Object position labeling entries
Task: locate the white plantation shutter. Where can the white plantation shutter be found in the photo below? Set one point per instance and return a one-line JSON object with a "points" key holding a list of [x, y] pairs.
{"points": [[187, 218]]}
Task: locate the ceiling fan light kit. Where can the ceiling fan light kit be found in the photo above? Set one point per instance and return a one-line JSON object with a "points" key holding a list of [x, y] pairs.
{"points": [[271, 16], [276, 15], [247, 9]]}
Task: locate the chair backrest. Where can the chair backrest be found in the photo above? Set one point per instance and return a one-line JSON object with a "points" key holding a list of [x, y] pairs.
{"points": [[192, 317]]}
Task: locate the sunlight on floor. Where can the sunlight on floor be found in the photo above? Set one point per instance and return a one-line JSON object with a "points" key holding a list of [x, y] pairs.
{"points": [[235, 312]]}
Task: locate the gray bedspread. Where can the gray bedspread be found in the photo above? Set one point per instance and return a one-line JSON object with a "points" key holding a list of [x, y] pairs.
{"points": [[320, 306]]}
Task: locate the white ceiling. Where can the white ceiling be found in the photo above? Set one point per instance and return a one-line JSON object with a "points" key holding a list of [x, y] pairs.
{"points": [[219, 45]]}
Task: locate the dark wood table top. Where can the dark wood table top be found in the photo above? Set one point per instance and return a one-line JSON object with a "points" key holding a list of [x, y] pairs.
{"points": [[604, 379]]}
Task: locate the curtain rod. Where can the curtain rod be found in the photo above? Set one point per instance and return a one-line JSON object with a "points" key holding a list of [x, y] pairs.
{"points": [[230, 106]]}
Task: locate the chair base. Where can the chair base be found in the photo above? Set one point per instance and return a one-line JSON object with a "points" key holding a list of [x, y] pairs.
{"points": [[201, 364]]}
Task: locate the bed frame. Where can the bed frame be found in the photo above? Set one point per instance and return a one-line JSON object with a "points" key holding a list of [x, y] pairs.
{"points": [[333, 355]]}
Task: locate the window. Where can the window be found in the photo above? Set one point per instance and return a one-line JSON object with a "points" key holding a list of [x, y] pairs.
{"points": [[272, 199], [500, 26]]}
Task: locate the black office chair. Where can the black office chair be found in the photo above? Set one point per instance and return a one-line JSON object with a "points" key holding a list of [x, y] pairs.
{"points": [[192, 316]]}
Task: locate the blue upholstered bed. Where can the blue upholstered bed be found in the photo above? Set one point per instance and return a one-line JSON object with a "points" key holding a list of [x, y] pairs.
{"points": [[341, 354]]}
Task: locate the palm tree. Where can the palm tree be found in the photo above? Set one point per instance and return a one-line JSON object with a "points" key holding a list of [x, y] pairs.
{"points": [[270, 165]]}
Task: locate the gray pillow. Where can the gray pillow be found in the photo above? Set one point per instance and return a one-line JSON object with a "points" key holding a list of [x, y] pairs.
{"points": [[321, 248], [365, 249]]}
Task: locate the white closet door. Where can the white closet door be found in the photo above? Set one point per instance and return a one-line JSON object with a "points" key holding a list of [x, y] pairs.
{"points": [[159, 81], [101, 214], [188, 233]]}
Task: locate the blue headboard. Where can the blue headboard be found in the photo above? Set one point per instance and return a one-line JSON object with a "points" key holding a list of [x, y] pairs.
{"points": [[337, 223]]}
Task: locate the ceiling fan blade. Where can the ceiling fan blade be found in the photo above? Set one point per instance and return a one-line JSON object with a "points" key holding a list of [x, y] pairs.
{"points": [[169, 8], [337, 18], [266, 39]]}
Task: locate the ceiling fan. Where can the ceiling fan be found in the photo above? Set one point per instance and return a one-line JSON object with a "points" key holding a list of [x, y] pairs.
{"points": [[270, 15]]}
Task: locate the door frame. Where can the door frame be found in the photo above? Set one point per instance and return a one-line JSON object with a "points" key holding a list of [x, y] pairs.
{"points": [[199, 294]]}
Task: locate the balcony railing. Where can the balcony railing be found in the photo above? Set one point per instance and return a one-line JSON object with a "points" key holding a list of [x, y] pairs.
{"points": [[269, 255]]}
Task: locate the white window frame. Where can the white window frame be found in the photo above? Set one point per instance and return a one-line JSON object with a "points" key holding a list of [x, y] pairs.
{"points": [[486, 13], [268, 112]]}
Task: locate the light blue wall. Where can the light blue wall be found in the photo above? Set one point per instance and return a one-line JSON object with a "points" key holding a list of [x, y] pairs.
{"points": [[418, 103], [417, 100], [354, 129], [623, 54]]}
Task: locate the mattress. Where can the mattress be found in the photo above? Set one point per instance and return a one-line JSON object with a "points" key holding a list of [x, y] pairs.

Exercise directions: Beginning at the line that holds "Task: locate the white window", write out word for word each line through the end of the records.

Problem solution:
Task: locate the white window frame. Where can the white window frame be found in the photo above? Set one point per instance and return a one-line JSON object with a "points" key holding a list of [x, y] pairs.
{"points": [[486, 13], [268, 112]]}
Task: locate the light blue wall. Where can the light blue wall be found in the photo above? Set one point per instance and return a one-line JSON object with a "points" key holding a list of [x, y] pairs.
{"points": [[418, 103], [417, 100], [354, 129], [623, 54]]}
Task: locate the mattress. Where can the mattress be found in the photo above? Set one point per instance and return a one-line JSON object with a "points" key holding a list of [x, y] pairs.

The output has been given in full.